### BRIEF
Make an exact copy of all the entries below, with the pictures left out.

### PROVIDED DATA
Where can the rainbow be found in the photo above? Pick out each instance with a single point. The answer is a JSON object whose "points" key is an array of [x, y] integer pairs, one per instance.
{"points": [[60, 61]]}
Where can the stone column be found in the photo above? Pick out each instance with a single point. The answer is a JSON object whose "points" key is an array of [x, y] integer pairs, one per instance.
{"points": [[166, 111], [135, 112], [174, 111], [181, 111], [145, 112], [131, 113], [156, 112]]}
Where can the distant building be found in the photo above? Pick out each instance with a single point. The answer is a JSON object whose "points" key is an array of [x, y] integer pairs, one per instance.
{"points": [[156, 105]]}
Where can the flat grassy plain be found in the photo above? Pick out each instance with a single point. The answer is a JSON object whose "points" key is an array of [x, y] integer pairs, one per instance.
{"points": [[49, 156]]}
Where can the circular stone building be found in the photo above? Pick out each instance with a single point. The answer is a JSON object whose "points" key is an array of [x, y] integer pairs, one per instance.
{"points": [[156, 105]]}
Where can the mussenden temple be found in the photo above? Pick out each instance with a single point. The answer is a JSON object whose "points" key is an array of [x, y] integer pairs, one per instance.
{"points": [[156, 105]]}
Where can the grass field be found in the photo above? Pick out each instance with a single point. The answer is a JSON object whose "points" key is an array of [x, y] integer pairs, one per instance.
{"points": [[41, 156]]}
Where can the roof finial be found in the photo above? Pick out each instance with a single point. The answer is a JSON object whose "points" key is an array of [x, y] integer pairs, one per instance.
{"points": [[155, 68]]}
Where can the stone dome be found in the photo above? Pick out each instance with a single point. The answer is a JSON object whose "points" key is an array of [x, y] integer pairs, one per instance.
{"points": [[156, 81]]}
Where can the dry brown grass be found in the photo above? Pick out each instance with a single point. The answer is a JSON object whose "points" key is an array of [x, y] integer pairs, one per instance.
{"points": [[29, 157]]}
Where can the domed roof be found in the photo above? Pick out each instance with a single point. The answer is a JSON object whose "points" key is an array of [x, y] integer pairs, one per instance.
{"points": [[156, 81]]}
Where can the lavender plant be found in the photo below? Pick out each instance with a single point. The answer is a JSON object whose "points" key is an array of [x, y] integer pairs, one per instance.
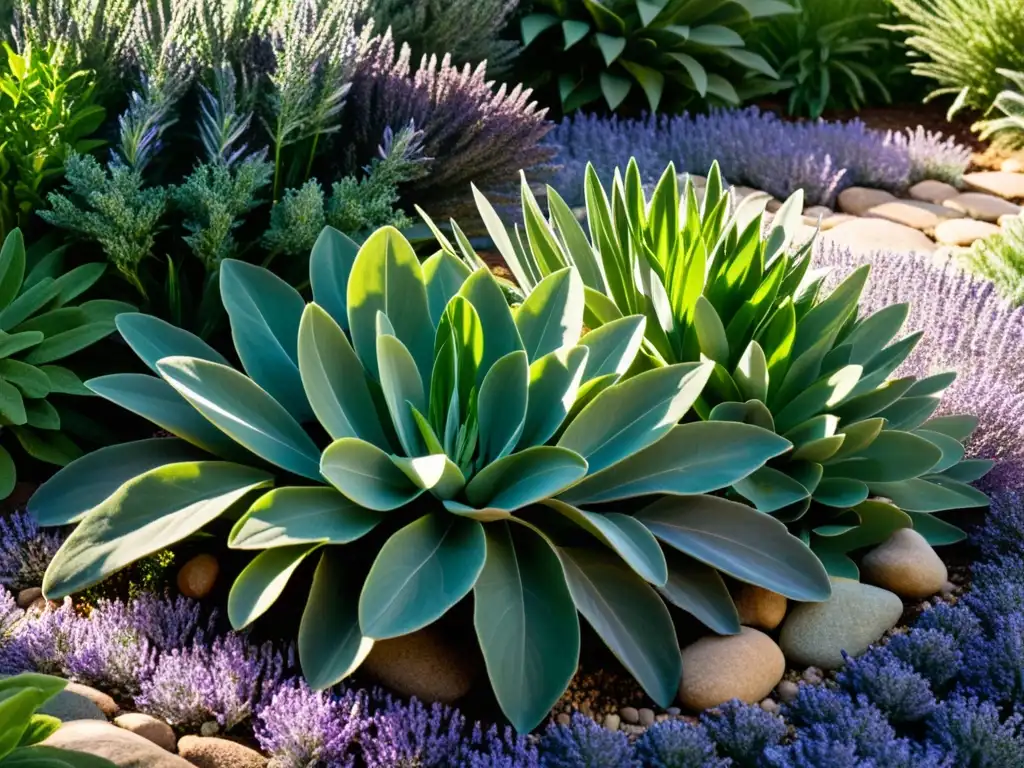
{"points": [[225, 681], [468, 30], [970, 330], [298, 727], [471, 132], [751, 146], [26, 550]]}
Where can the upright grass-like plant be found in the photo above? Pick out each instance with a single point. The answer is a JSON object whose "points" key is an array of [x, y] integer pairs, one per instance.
{"points": [[470, 449], [784, 356]]}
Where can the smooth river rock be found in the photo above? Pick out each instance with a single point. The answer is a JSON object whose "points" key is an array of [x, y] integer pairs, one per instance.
{"points": [[716, 669], [856, 615], [124, 749], [905, 564]]}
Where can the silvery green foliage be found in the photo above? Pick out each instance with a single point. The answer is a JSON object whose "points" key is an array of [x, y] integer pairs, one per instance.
{"points": [[468, 30], [112, 208], [214, 199], [970, 329]]}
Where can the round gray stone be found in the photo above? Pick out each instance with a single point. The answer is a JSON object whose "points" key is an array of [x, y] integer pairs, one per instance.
{"points": [[857, 614]]}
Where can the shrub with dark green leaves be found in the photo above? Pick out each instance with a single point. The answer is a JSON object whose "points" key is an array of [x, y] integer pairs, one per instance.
{"points": [[637, 53], [806, 366], [830, 53], [40, 325], [47, 111], [22, 728], [425, 441]]}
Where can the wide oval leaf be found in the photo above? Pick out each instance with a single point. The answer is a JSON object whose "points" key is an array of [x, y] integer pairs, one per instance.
{"points": [[551, 317], [525, 477], [334, 380], [77, 488], [629, 616], [554, 382], [330, 265], [526, 624], [243, 411], [264, 313], [153, 339], [284, 517], [387, 278], [632, 415], [624, 535], [156, 400], [739, 541], [421, 571], [146, 514], [367, 475], [502, 406], [261, 582], [700, 591], [695, 458], [331, 645]]}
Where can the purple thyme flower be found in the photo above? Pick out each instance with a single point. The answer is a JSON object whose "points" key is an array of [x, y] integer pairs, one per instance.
{"points": [[26, 550], [301, 728], [225, 681], [968, 329]]}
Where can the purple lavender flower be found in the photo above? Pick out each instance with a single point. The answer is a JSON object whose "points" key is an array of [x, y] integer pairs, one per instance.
{"points": [[414, 736], [300, 728], [26, 550], [968, 329], [752, 146], [472, 132], [742, 731], [585, 742], [225, 681]]}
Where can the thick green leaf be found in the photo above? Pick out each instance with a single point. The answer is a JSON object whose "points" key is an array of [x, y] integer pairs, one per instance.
{"points": [[700, 591], [551, 317], [421, 571], [740, 542], [443, 274], [402, 388], [32, 381], [502, 337], [11, 267], [367, 475], [77, 488], [629, 616], [334, 380], [554, 382], [244, 412], [290, 516], [502, 406], [769, 489], [264, 313], [631, 416], [261, 582], [387, 278], [624, 535], [330, 265], [153, 339], [331, 645], [892, 457], [525, 477], [694, 458], [144, 515], [525, 623], [156, 399]]}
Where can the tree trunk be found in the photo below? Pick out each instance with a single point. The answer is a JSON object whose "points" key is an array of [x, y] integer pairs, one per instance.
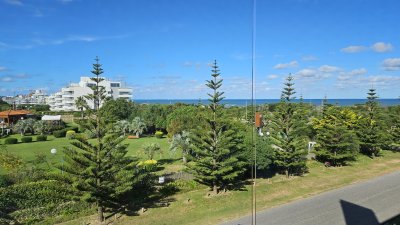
{"points": [[100, 213], [215, 189]]}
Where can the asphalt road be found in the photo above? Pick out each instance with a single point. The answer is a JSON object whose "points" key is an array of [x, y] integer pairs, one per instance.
{"points": [[367, 203]]}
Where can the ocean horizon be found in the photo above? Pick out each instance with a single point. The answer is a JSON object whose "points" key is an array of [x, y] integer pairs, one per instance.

### SOLUTION TO THE PROBLEM
Where can the rainbow be found in the photo above? Pick out each instance with a single point. The answer is a JSON object whose "points" key is an array of [x, y] integer pairs, one per instance.
{"points": [[60, 61]]}
Where can the stone column be found in the photo above? Pick out each instance with a single point. The answer is a JSON object whose "points" key is an array of [x, y] integer pairs, one per instance.
{"points": [[166, 111], [135, 112], [174, 111], [181, 111], [145, 112], [131, 113], [156, 112]]}
Where can the distant building be found in the photo above? Pick out each instance with a single point. The answer is a JSON object whose "points" key is an array of [x, y] integer pairs, one per instance.
{"points": [[156, 105]]}
Where can the flat grassy plain be found in the photo above? Pick out each instance with a single point. The answer is a JSON object whose "points" key is an array of [x, y] integer pairs, one per instance.
{"points": [[49, 156]]}
Where can the circular stone building be found in the photo above? Pick out each instance with a single point. The answer is a JSON object whose "points" key is an array of [x, y] integer pairs, one per instance.
{"points": [[156, 105]]}
Where can the mussenden temple be found in the photo above? Pick out each instance with a single point. The answer is a JSON object whose "points" key is an array of [x, y] integer pairs, one per instance.
{"points": [[156, 105]]}
Where can the grass field be found in the photo above? Pick out each instance with a single point. The answer is a JSON object whose "points" key is an array of [x, y] integer pairs, one per instance.
{"points": [[41, 156]]}
Where can the roof finial be found in the photo above? Pick out each instance with a single point. The answer is a JSON object whose "points" key is an array of [x, y] integer pairs, one per instance.
{"points": [[155, 68]]}
Where can the stone dome be found in the photo above? Pick out each instance with a single point. The answer is a JSON object whose "points" key is an array of [x, y] integer pairs, one per instance.
{"points": [[156, 81]]}
Where can the dry brown grass be found in the photo above? Pick out each instance with a single point. The answer is a JSON object whose "points" key is an array of [x, y] integer pairs, one per instance.
{"points": [[29, 157]]}
Where can the domed roof be found in the photo above? Pick out each instance with a single point. The answer is a JSON object whose "points" key is an array of [x, y] integer pairs, one per instance.
{"points": [[156, 81]]}
Where can the lavender plant be found in the photo below? Pick out each instance with a single point. The answer is a JSON object whose "points" key is an array of [x, y] integer pairs, one per instance.
{"points": [[225, 681], [468, 30], [970, 330], [298, 727], [471, 132], [751, 146], [26, 550]]}
Where can the upright grass-like plant be found in the photo above? Pick out each instance with a single point. The answer is a JSON object whose "points" key is an array of [x, y] integer pairs, one per instance.
{"points": [[470, 449], [784, 356]]}
Where can the smooth river rock be found in the photo above? Pick out each instance with a single point. The answer is a JSON object whose "points" key is an array of [x, y] integer pairs, one per instance.
{"points": [[716, 669], [856, 615], [124, 749], [905, 564]]}
Where can the silvery green foliage be found in the photo above? Pick out each instance with a single point. The answer is a JSON object whose "points" key is an array of [x, y] integer pairs, one per instance.
{"points": [[468, 30], [112, 208], [214, 199], [970, 329]]}
Where can the round gray stone be found in the photo above? Pick out each instance with a single point. The answer is a JSON object whose "points" key is an array of [x, y] integer pairs, one per instance.
{"points": [[857, 614]]}
Where can the shrub with dark green leaves be found in the photo above? Pick out each instance with a single point. The answer is a JSON object whose "points" key is an array of [x, y] integer pairs, one per instance.
{"points": [[637, 53], [806, 366], [830, 53], [40, 325], [47, 111], [22, 728], [425, 441]]}
Where can the wide oval leaf be found in the photo above? Pick out each instance with a single point. The answer is a JSON object whose "points" key is an array of [x, y] integer pairs, one per instance.
{"points": [[551, 317], [525, 477], [334, 380], [77, 488], [629, 616], [554, 382], [330, 265], [526, 624], [243, 411], [264, 313], [153, 339], [284, 517], [387, 278], [632, 415], [624, 535], [156, 400], [739, 541], [421, 571], [146, 514], [367, 475], [502, 406], [261, 582], [700, 591], [695, 458], [331, 645]]}
Where can the purple thyme flower be found in the photo above? Pick out each instance with a single point. The answer is a JSON object whose "points" key is an array of [x, y] integer pairs, one per instance.
{"points": [[26, 550], [301, 728], [225, 681], [968, 329]]}
Where can the purple lavender flower be found in the photo above? Pick out each instance with a single point. The answer is a JSON object whose "points" key is an array of [x, y] integer pairs, one per instance.
{"points": [[414, 736], [300, 728], [26, 550], [968, 329], [752, 146], [472, 132], [742, 731], [585, 742], [225, 681]]}
Where can the thick green leaf be found in the photo above? Pick out each instance with a single point. The answer is a JSON object whose "points" key is an array of [x, y] integer pairs, one per instance.
{"points": [[700, 591], [551, 317], [421, 571], [740, 542], [443, 274], [402, 388], [32, 381], [502, 337], [11, 267], [367, 475], [77, 488], [629, 616], [334, 380], [554, 382], [244, 412], [290, 516], [502, 406], [769, 489], [264, 313], [631, 416], [261, 582], [387, 278], [624, 535], [330, 265], [153, 339], [331, 645], [892, 457], [525, 477], [694, 458], [144, 515], [525, 623], [156, 399]]}
Where can the tree trunk be found in the photo below? Pick out each instance with a single point. The answer is a JSON object whose "points" key is an array of [x, y] integer pairs, one per instance.
{"points": [[100, 213], [215, 189]]}
Where can the asphalt road be found in the photo above? Pick out each instance with a single point. The answer is a JSON object whose "points" key is an array of [x, y] integer pairs, one per instance.
{"points": [[367, 203]]}
Where can the ocean horizon be found in the photo above? Pick out each instance with a single point. The answer is a JSON object whose "points" key is an array of [x, y] integer pairs, one per instance.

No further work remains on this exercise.